◆ WHAT THE TASK ASKS:
Which lines run from the one containing "Wildlife camera-trap request: tag the small" through the end of the entries? Restate them word for word, and only those.

◆ PROVIDED DATA:
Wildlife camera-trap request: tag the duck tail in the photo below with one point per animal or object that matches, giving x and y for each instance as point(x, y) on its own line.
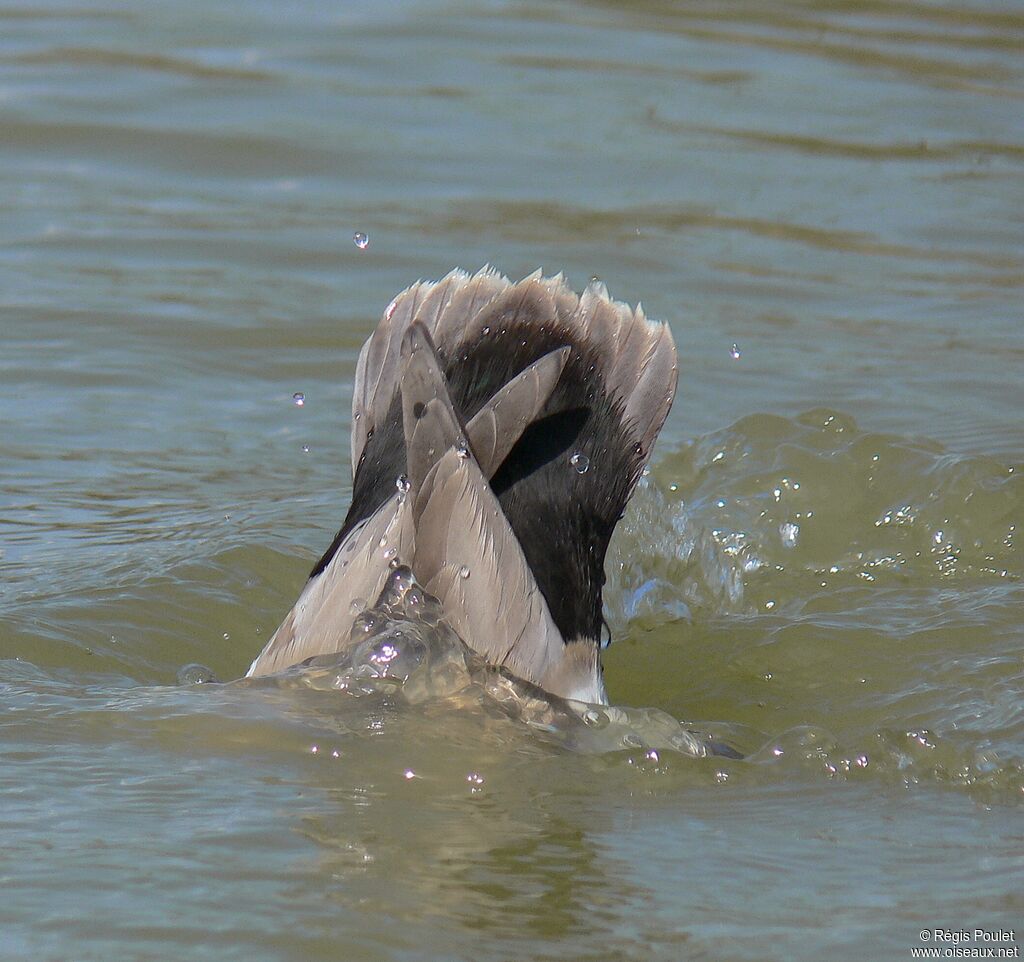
point(520, 417)
point(565, 483)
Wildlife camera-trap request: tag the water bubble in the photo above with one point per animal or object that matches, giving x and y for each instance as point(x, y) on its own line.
point(581, 462)
point(196, 674)
point(788, 532)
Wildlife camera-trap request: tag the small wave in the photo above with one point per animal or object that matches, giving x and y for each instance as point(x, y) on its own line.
point(773, 510)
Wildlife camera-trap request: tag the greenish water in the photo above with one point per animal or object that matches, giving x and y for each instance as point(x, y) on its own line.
point(825, 557)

◆ TASK RESULT:
Wildlife camera-trap request: tag the small wave in the photo above with one point per animal or object that matches, giving x and y for each instance as point(x, y) on its own line.
point(773, 510)
Wildlife camera-trap request: tag the greenish water in the photo above with one point per animal or object that matches, giving x and y for each instance as point(x, y) on its own line.
point(825, 557)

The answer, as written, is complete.